Extracted entries: Begin

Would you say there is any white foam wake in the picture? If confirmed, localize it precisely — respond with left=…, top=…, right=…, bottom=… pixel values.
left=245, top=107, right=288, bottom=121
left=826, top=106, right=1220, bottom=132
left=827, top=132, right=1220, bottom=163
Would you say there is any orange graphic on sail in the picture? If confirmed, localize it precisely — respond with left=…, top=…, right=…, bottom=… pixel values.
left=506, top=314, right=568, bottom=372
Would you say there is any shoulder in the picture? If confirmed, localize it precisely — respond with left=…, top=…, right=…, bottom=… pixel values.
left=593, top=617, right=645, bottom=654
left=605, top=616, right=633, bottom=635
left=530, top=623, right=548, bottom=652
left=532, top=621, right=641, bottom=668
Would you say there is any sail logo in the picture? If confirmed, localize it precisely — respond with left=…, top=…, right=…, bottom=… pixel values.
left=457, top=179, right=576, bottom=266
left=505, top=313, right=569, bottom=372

Extracted entries: End

→ **Task description**
The expected response is every record, reproduced word for word.

→ **Written answer**
Would you say there is any white foam wake in the picture? If confirmed, localize it precisely — respond with left=…, top=…, right=…, bottom=… pixel values.
left=245, top=107, right=288, bottom=121
left=826, top=106, right=1220, bottom=132
left=827, top=132, right=1220, bottom=163
Would you say there is any orange graphic on sail in the picture? If confirmed, localize it precisely — respond with left=…, top=…, right=…, bottom=… pixel values.
left=506, top=314, right=568, bottom=372
Would you say there is any shoulder in the picture? If confirmed, localize it precisely — respond with left=…, top=…, right=…, bottom=… pixel values.
left=593, top=617, right=645, bottom=654
left=605, top=616, right=633, bottom=635
left=530, top=623, right=548, bottom=652
left=532, top=621, right=641, bottom=668
Would you say there is any sail logo in the picture? If confirmed, localize it precisely — respond with left=…, top=…, right=…, bottom=… pixel values.
left=457, top=179, right=576, bottom=266
left=505, top=313, right=569, bottom=372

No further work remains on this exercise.